Write the data out again, exactly as given.

[ROWS start]

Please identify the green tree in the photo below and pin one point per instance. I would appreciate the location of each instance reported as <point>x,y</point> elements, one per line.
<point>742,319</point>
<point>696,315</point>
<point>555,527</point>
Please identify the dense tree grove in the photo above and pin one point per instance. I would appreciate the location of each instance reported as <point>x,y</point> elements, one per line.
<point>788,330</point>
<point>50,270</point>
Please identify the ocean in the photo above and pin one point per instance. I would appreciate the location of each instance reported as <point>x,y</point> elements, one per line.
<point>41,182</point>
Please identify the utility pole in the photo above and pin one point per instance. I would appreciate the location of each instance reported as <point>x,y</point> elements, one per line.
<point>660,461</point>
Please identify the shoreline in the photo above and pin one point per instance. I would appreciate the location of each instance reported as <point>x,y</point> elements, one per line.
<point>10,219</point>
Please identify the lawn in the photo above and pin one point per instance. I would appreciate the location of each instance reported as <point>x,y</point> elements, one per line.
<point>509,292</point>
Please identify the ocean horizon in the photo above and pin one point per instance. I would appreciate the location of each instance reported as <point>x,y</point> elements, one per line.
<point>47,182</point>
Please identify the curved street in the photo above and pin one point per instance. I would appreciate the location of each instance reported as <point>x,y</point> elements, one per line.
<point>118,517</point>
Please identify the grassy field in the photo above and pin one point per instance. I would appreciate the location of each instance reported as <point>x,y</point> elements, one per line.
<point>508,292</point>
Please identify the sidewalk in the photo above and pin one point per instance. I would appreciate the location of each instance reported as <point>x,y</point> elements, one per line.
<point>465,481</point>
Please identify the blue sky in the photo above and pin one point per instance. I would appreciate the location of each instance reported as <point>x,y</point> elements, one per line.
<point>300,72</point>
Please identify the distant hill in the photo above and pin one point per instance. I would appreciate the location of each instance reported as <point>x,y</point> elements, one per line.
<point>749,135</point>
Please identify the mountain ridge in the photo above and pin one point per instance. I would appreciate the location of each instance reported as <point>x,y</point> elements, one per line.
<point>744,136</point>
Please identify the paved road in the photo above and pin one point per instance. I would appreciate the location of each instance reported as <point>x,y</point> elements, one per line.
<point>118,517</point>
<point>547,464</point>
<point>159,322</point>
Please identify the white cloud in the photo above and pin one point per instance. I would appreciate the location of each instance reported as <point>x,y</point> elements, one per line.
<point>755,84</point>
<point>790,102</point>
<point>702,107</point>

[ROWS end]

REPLY TO THE TASK:
Please identify the green tree in the photo below and pin one point per instance. I would appreciate the location of each instance reported as <point>x,y</point> elements, one per line.
<point>742,319</point>
<point>696,315</point>
<point>555,527</point>
Please identify the dense tree grove in the photo above and pin one point per instance. I would appreciate the location of each instance reported as <point>x,y</point> elements, one per line.
<point>788,330</point>
<point>50,270</point>
Please identify the ocean in the photo above and pin one point per instance. I would appreciate the location of each instance reported as <point>x,y</point> elements, one per line.
<point>41,182</point>
Please identify the utility pole in the photo above and pin one point per instance. I would appreciate the location of each instance reported as <point>x,y</point> elements, one per line.
<point>660,461</point>
Please identify the shoreline in the photo above and pin one point per instance. I would appreciate the location of each instance reported as <point>x,y</point> elements, one per line.
<point>10,219</point>
Please identify the lawn in the photo above and pin one point per instance. I would appreciate the location of each instance reported as <point>x,y</point> elements, one per line.
<point>509,292</point>
Please identify the ocean horizon in the photo above and pin one point per instance. I would appreciate the location of each instance reported as <point>x,y</point> elements, one per line.
<point>47,182</point>
Please identify the curved street in the photo above and pin one point per instance. I would appreciate the location of each instance reported as <point>x,y</point> elements, one per line.
<point>118,517</point>
Please identify the grassy field in the photo above and pin one point per instance. I would appreciate the location of each instance reported as <point>x,y</point> elements, one per line.
<point>508,292</point>
Please identify the sidewalk in the photo above and pin one point per instance. I would appreciate the location of each instance reported as <point>x,y</point> elements, one per line.
<point>465,481</point>
Please identify the blue sky in the photo above and pin one point per instance. I would appreciate the location of each instance reported as <point>x,y</point> elements, one per line.
<point>300,72</point>
Please identify the distant hill in the photo above and pin one point per instance. I would appreciate the location of each instance reported as <point>x,y</point> elements, one per line.
<point>749,135</point>
Please identify the mountain ridge in the photo above and pin one point per instance. I would appreciate the location of each instance reported as <point>x,y</point> elements, one per line.
<point>744,136</point>
Please identify the paved road in the photo above and pin one point per instance. I would appreciate the location of each instance reported as <point>x,y</point> elements, one per line.
<point>118,517</point>
<point>547,464</point>
<point>159,322</point>
Please identify the white cloud in the photo above and pin one point per instance. I would appreciate the location of each instance reported as <point>x,y</point> elements, one per line.
<point>755,84</point>
<point>790,102</point>
<point>702,107</point>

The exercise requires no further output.